Kayıtlı öğeler:
● ● ●

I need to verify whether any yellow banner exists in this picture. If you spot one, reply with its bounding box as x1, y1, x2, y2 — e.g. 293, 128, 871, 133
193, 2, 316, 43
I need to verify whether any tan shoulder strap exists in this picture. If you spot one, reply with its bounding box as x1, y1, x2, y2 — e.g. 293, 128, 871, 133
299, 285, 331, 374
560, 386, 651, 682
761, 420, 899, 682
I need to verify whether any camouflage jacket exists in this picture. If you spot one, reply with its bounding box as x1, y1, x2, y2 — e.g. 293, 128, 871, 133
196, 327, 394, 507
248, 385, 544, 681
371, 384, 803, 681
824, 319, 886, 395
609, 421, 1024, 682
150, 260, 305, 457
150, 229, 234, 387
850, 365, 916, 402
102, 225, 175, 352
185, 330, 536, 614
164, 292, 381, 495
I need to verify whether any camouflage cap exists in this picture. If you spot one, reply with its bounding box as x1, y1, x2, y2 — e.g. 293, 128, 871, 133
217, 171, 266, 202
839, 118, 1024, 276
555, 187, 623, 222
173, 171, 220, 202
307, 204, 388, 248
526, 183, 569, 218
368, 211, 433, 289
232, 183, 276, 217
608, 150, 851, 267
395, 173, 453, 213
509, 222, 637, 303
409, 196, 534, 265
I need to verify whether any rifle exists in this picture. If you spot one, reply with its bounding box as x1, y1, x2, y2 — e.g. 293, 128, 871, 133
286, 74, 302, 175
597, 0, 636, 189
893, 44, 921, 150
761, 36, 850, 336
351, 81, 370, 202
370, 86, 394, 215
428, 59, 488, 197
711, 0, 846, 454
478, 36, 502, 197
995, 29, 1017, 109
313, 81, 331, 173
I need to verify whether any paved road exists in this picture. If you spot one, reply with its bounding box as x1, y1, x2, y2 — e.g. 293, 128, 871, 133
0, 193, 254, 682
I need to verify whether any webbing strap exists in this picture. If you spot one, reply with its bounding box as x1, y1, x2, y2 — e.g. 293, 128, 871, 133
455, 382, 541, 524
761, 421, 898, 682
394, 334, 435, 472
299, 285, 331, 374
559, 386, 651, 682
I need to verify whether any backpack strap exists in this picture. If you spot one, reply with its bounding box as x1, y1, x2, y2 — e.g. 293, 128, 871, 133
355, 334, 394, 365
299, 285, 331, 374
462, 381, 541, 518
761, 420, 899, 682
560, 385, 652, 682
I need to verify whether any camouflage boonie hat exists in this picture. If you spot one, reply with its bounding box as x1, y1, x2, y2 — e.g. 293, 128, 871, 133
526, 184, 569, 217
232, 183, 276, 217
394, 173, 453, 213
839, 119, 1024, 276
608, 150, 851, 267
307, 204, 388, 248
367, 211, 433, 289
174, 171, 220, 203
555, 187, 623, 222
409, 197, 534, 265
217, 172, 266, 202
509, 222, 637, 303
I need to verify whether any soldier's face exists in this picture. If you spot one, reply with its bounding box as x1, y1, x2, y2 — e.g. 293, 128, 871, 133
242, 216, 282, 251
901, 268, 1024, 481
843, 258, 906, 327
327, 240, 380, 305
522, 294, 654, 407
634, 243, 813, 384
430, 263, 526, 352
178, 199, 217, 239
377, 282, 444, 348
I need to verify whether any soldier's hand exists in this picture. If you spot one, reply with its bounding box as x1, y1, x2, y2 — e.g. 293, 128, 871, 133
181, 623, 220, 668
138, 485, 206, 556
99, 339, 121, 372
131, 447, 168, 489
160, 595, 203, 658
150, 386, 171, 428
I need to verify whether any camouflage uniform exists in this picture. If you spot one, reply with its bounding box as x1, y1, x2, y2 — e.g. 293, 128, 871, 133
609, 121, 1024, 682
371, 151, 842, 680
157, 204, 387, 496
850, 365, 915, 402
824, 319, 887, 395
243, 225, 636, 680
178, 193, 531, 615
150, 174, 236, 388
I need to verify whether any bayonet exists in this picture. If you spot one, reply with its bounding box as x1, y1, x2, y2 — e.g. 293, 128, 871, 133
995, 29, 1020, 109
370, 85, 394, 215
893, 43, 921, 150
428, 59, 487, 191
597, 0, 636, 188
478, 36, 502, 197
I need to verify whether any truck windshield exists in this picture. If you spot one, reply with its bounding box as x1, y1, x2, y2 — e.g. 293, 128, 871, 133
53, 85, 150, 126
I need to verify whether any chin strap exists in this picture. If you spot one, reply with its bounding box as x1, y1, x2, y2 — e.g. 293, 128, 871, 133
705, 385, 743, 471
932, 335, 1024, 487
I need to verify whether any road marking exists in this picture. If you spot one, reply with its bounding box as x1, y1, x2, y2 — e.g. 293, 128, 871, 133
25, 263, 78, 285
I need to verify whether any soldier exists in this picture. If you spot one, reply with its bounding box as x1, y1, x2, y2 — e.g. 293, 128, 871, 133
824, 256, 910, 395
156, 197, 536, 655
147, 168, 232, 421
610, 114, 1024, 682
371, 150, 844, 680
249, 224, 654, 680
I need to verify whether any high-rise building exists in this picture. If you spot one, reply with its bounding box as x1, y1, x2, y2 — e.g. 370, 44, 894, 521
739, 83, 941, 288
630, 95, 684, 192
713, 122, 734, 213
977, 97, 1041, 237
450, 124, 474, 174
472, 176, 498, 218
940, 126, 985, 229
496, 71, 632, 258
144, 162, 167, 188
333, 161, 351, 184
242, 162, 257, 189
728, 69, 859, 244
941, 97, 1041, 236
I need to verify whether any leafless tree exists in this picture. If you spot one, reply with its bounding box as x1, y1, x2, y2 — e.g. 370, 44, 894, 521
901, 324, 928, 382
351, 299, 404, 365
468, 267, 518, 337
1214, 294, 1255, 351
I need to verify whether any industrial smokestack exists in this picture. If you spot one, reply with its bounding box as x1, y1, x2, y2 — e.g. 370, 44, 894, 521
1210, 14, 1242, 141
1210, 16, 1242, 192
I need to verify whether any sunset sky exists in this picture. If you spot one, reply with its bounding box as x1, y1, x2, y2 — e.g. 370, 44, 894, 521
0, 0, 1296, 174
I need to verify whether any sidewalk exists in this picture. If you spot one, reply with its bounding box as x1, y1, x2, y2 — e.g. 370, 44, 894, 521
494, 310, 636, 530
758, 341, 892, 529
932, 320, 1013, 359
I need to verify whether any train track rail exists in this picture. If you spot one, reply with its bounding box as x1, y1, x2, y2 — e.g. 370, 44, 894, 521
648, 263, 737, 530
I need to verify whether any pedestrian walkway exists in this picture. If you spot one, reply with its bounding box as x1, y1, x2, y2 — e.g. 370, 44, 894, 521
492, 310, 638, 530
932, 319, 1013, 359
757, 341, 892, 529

● ● ●

§ Alıştırma: "I need to verify whether any camouflage uniform" ve "249, 224, 654, 680" ifadelerini içeren satırlar arasındaki satırları, bu iki satır da dahil olmak üzere, "metin" ve "yanıt" adlı iki sütunu olan bir CSV'ye aktarın. Her uzun metin tek bir CSV satırı olsun: metni "metin" sütununa, altındaki yanıtları "yanıt" sütununa yazın; her alanı tırnak içine alın ve satır sonlarını boşluğa çevirin.

§ Görevin Yanıtı:
metin,yanıt
"I need to verify whether any camouflage uniform exists in this picture. If you spot one, reply with its bounding box as x1, y1, x2, y2 — e.g. 293, 128, 871, 133","609, 121, 1024, 682 371, 151, 842, 680 157, 204, 387, 496 850, 365, 915, 402 824, 319, 887, 395 243, 225, 636, 680 178, 193, 531, 615 150, 174, 236, 388"
"I need to verify whether any bayonet exists in this picture. If you spot one, reply with its bounding box as x1, y1, x2, y2 — e.g. 293, 128, 871, 133","995, 29, 1020, 109 370, 85, 394, 215 893, 43, 921, 150 428, 59, 487, 191 597, 0, 636, 188 478, 36, 502, 197"
"I need to verify whether any truck windshield exists in this picture. If you spot one, reply with its bounding box as x1, y1, x2, y2 — e.g. 293, 128, 871, 133","53, 85, 150, 126"
"I need to verify whether any chin strap exists in this picture. If you spot one, reply with its bounding box as x1, y1, x2, y2 — e.g. 293, 128, 871, 133","705, 385, 743, 471 932, 335, 1024, 487"
"I need to verify whether any road marking exists in this picture. If you spot one, reply with its bounding box as x1, y1, x2, y2 — e.g. 293, 128, 871, 133","25, 263, 78, 285"
"I need to verify whether any soldier exists in this picture. If you spot one, reply with its bounding box as x1, y1, x2, y2 — e.g. 293, 128, 871, 133","824, 256, 910, 395 156, 197, 536, 655 147, 168, 232, 421 610, 114, 1024, 682 371, 150, 844, 680 249, 224, 654, 680"